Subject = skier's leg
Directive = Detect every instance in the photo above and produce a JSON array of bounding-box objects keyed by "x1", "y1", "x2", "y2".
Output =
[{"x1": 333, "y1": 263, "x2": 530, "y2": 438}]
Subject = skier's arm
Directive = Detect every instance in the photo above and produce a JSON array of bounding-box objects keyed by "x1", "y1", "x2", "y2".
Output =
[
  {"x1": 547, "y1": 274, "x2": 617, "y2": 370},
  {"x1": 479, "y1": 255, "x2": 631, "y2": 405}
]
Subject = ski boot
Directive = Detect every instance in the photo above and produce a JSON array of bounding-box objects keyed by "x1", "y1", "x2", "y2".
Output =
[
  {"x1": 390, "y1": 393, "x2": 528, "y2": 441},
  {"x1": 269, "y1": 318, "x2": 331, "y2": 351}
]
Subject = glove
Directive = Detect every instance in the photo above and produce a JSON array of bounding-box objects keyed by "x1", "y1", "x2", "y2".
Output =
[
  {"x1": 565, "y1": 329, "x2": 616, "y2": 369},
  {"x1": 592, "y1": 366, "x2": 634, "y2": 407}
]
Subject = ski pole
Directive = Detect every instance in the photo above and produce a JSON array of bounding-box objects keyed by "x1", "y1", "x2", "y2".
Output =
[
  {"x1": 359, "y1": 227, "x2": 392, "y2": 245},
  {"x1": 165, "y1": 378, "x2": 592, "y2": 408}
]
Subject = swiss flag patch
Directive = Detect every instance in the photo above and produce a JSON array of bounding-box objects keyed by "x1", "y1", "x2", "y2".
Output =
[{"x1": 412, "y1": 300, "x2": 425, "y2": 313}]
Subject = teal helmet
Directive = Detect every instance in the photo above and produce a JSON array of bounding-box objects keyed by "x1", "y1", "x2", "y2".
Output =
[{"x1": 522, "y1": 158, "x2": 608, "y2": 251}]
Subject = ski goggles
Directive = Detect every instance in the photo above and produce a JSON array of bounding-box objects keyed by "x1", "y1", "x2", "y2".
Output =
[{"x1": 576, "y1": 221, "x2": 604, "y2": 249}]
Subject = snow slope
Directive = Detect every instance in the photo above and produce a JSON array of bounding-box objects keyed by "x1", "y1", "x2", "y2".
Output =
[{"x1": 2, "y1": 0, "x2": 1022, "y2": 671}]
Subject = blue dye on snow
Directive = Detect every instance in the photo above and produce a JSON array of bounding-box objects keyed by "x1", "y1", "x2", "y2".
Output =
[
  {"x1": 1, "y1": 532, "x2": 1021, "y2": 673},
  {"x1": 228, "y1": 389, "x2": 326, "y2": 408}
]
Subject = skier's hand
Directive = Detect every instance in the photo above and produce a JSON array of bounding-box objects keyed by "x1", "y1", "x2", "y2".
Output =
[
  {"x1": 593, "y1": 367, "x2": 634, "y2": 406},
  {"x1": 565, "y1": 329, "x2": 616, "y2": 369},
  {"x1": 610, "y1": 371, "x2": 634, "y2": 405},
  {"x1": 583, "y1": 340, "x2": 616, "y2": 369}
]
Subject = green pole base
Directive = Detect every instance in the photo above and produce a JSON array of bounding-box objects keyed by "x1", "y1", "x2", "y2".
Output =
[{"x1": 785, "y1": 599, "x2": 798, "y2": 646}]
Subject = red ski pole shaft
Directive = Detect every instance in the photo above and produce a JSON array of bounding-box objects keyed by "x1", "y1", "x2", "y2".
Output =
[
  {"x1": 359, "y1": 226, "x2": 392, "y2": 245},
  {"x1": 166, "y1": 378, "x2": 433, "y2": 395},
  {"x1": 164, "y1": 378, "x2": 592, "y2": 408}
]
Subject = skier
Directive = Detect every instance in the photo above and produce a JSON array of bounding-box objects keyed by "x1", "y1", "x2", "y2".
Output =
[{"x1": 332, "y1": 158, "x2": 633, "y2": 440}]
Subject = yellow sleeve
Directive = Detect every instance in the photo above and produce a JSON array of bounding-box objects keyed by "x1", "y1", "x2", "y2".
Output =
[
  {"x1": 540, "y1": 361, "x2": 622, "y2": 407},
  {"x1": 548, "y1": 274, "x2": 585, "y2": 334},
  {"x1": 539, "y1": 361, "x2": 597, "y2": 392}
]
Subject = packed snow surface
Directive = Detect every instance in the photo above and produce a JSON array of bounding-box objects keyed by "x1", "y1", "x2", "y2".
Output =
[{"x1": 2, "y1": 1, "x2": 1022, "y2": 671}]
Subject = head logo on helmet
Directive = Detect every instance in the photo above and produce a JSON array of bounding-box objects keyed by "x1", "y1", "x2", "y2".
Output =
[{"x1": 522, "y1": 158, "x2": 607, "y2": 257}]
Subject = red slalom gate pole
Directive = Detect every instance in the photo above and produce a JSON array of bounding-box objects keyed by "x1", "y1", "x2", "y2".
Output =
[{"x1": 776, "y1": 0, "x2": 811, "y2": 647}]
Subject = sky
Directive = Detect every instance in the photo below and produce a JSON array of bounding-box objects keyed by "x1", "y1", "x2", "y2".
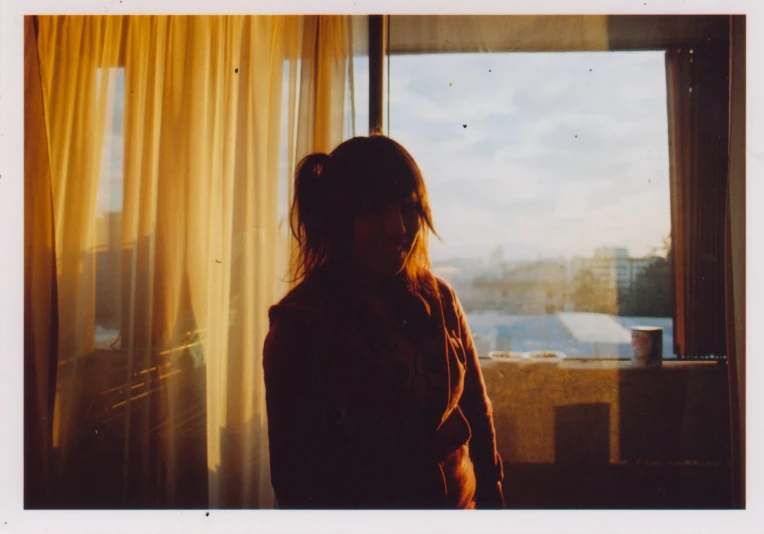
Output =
[
  {"x1": 386, "y1": 51, "x2": 672, "y2": 262},
  {"x1": 96, "y1": 67, "x2": 126, "y2": 217}
]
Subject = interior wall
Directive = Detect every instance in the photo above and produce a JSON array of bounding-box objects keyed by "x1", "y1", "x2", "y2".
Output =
[
  {"x1": 389, "y1": 15, "x2": 729, "y2": 54},
  {"x1": 481, "y1": 361, "x2": 732, "y2": 508},
  {"x1": 605, "y1": 15, "x2": 728, "y2": 49}
]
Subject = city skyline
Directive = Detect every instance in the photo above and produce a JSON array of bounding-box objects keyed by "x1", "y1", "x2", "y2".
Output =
[{"x1": 428, "y1": 238, "x2": 670, "y2": 264}]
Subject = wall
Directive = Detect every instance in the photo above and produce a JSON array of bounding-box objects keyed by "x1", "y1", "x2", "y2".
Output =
[
  {"x1": 481, "y1": 359, "x2": 732, "y2": 508},
  {"x1": 389, "y1": 15, "x2": 729, "y2": 54}
]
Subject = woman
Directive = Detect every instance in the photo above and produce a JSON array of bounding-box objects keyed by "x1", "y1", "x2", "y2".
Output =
[{"x1": 263, "y1": 135, "x2": 504, "y2": 509}]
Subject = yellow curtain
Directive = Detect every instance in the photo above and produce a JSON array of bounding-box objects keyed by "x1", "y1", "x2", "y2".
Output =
[
  {"x1": 35, "y1": 14, "x2": 126, "y2": 477},
  {"x1": 28, "y1": 14, "x2": 360, "y2": 508},
  {"x1": 295, "y1": 16, "x2": 351, "y2": 154},
  {"x1": 24, "y1": 15, "x2": 58, "y2": 508}
]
====================
- [Try it]: Using the material above, copy every line in which the string "wall" occurs.

- [Exercise result]:
Subject = interior wall
Subject = wall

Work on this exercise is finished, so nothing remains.